Problem statement. Write each line below back out exactly, omitting its pictures.

[Records from a data collection]
= = = = = = =

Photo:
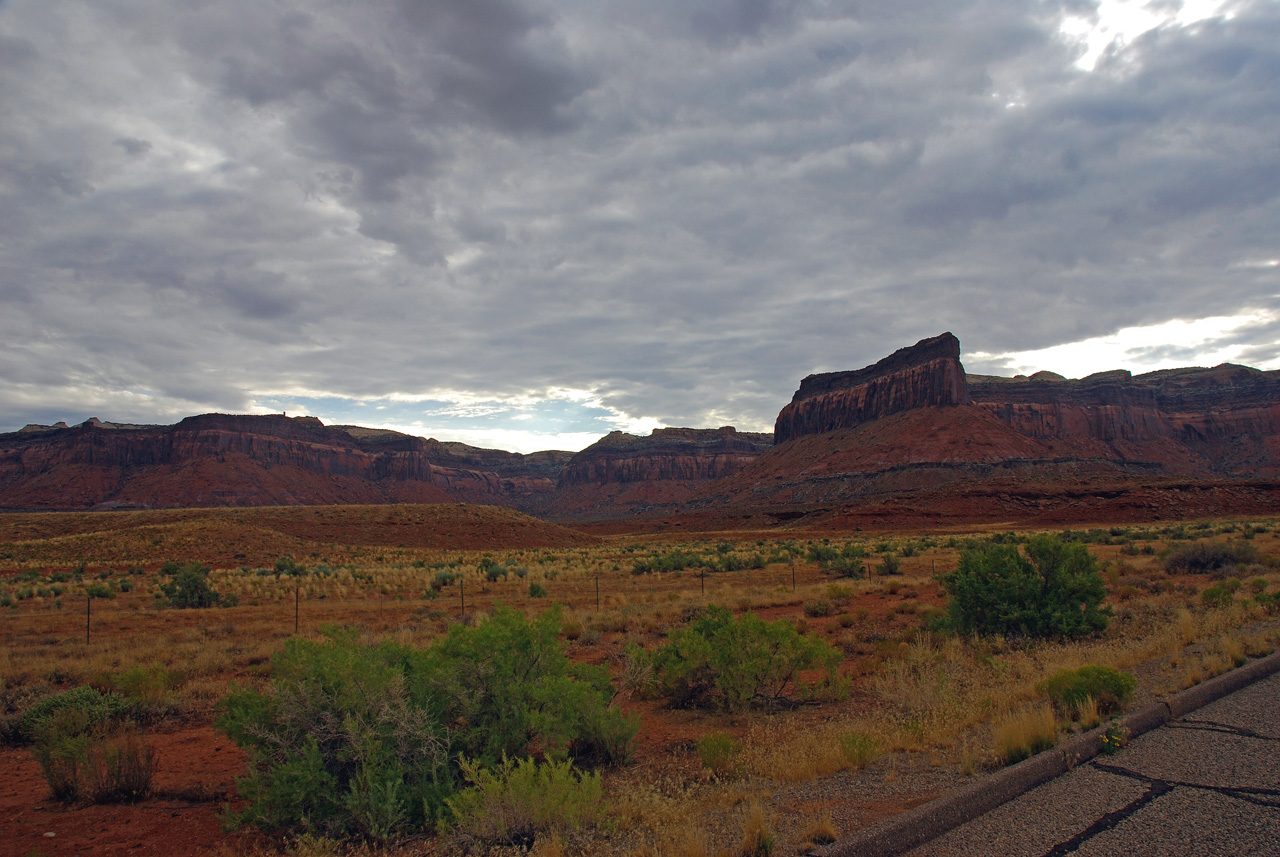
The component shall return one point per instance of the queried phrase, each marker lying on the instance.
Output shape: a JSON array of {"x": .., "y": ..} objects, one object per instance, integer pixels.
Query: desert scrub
[
  {"x": 1051, "y": 591},
  {"x": 359, "y": 739},
  {"x": 190, "y": 589},
  {"x": 718, "y": 752},
  {"x": 1210, "y": 557},
  {"x": 515, "y": 801},
  {"x": 1070, "y": 688},
  {"x": 88, "y": 704},
  {"x": 732, "y": 664},
  {"x": 1022, "y": 734}
]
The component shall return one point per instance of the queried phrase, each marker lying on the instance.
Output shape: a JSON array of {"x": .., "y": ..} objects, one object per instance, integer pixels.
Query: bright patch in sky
[
  {"x": 1173, "y": 344},
  {"x": 1119, "y": 22},
  {"x": 566, "y": 420}
]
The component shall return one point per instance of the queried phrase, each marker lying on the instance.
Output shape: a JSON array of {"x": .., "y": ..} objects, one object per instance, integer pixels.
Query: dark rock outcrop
[{"x": 928, "y": 374}]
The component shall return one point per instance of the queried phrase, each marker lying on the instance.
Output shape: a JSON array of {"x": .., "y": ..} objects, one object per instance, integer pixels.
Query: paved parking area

= = = = = = =

Task result.
Photo:
The component shall return one point per instance of the queried phrase, each marker lying on the instance.
Output shape: a JSON array of {"x": .., "y": ..} objects, one object per instance, integer pixels.
Query: desert scrub
[
  {"x": 1051, "y": 591},
  {"x": 359, "y": 739},
  {"x": 190, "y": 589},
  {"x": 718, "y": 752},
  {"x": 1210, "y": 557},
  {"x": 515, "y": 801},
  {"x": 1070, "y": 688},
  {"x": 88, "y": 704},
  {"x": 732, "y": 664},
  {"x": 1022, "y": 734}
]
The component shall return one point per instance of the queried phrase, each marker lying on the instance.
Output shape: a JSON array of {"x": .., "y": ..} objects, one object per instance, integer pixels.
Query: bright patch in sky
[
  {"x": 1173, "y": 344},
  {"x": 1119, "y": 22},
  {"x": 566, "y": 420}
]
The component shall return one point per instance of the queried phrase, each marker lying on the instance.
Output shape: a JSON array of {"x": .., "y": ..} objects, one object per instance, integer pixels.
Query: dark rock outcrop
[{"x": 928, "y": 374}]
The component shall return one point per instance of the queried phrase, each marker lying on the instance.
Output shape: a JSON array of {"x": .., "y": ..} objects, one object per instance, integer pixels.
Query: paved parking area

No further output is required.